▸ CONSIGNE:
Poursuivez le texte sur le roman de la famille Castejac après sa dernière phrase.

▸ EXTRAIT SOURCE:
= = =

En emménageant dans la maison de son grand-père disparu, Laurent Castejac ne s’imagine pas l’embrouille dont il va être victime : après quelques mois dans la vieille demeure, ses deux enfants, Jérémie et Chloé, semblent possédés par les esprits de leur aïeux, Alexandre et Marthe, héritant de leurs souvenirs.
Tout cela à cause d’un ange stagiaire, qui débarque peu après, déguisé(e) en vendeuse d’encyclopédies, pour tenter de réparer sa gaffe. Mais maladroite un jour…

L’occasion pour Alexandre, dans le corps de Jérémie, de faire connaissance avec son petit-fils (qui est aussi son père), et de lui parler de sa vie, de ses erreurs, de ses amours…



Ça commence sur des chapeaux de roues, dans un style des plus truculents. Un premier chapitre pour expliquer comment un petit village viticole voisinant une forteresse de Vauban devient le bastion du mariage gay, pour le meilleur et pour le pire, une phrase sur deux nous élargissant un sourire bien agréable, l’autre se faisant l’écho d’une réalité quotidienne. On se dit qu’entre le calendrier des “Dieux du Stade” et la rébellion de Noël Mamère, tout cela aurait pu arriver.

= = =

▸ DONNÉES FOURNIES:
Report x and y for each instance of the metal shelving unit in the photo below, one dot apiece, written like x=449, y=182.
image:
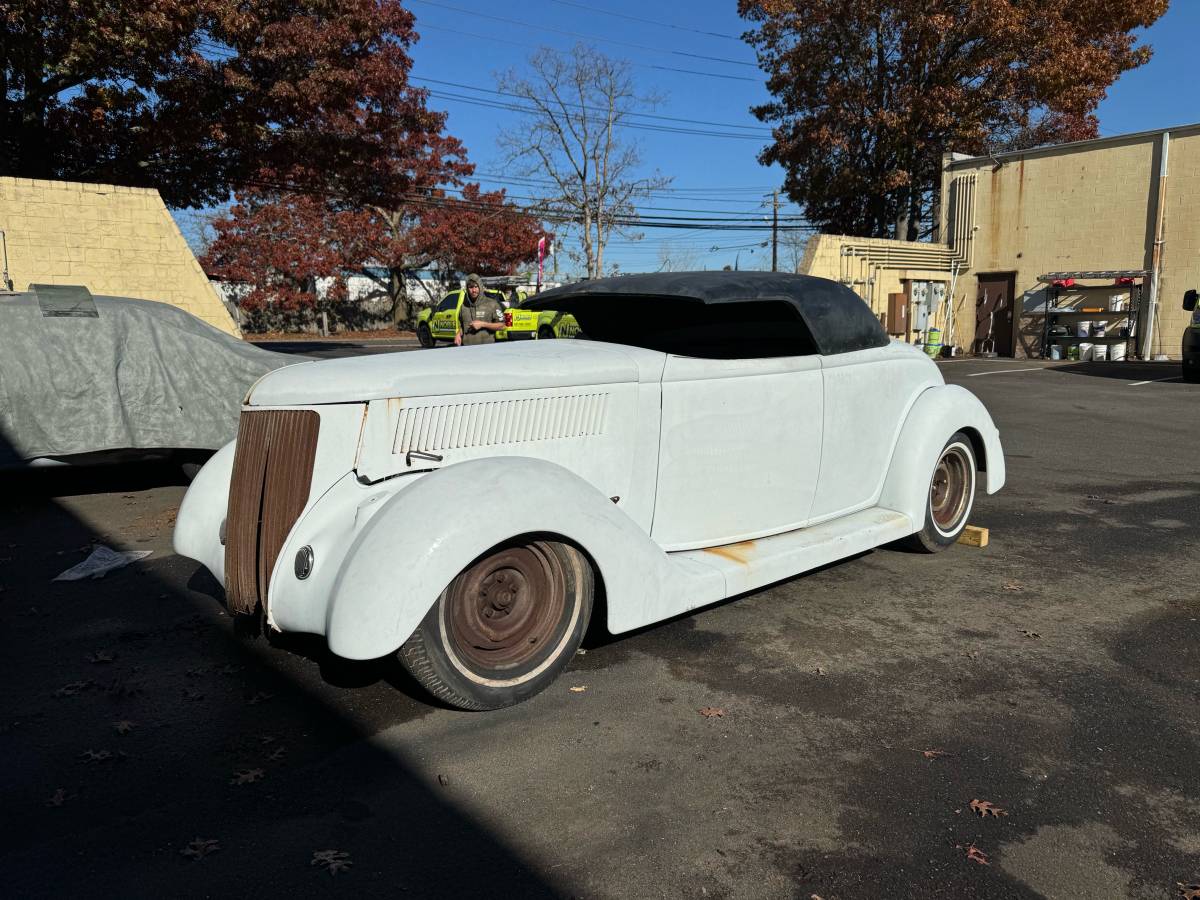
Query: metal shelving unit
x=1055, y=316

= = =

▸ LA RÉPONSE:
Un second chapitre vient jeter un peu de vitriol sur les bobos parisiens (quoique, pas que, y’en a ailleurs), avides de nature et de causes bio à défendre, prêts à changer de mode de vie (plus ou moins radicalement), et nous fait penser que tous, nous connaissons des gens comme Isabelle, la femme de Laurent qui, parce que son gamin s’est trouvé à cent mètres d’une agression dans la rue, prend soudain conscience de tous les défauts de la capitale et décide arbitrairement d’aller retrouver les racines de la famille loin de toute cette violence assombrie de pollution. Là encore, on ne peut s’empêcher d’approuver, comme un bon coup de pied aux fesses à tous les adeptes du “J’achète du café équitable, mais je le bois dans un gobelet en plastique” ou encore “la nature ça me concerne, c’est pour ça que pour aller chercher le pain, j’ai acheté le 4x4 le moins polluant”.

Bref, passés les 2 premiers chapitres, on sent que ça ne va pas être mal, un récit qui va égratigner tous les biens pensants typiques de notre quotidien, d’autant que le sujet s’y prête : deux personnalités qui ont traversé le XXe siècle se retrouvent 99 ans plus jeunes, et fort de leurs souvenirs, vont nous asséner à tour de bras des “c’était mieux avant” et autres “de mon temps…” . C’était prêcher un converti, même si à toute chose il faut une nuance, dans le roman ce sera la meilleure “acclimatation” de Marthe-Chloé au XXIe siècle qui contrebalancera un peu les envolées de son frère. Un peu, car elle sera vite écartée du récit principal, centré sur Alexandre.

Et c’est là que cela pèche. Si on s’amuse beaucoup au début, avec ce clash entre deux époques, qui pointe les futilités de notre vie d’aujourd’hui, et surtout celle des ados, coincés entre télé, Internet, portables, consoles et lecteurs MP3, bref le summum de la vacuité intellectuelle pratiquée en continu (ah, non, de temps en temps, ils vont à l’école…), la suite dévie. On sombre lentement dans la nostalgie, tandis qu’Alexandre, après s’être plaint de ce qu’est devenu son fils (un vieux beau, motard et dragueur de coiffeuses), raconte son histoire à son petit-fils, Laurent.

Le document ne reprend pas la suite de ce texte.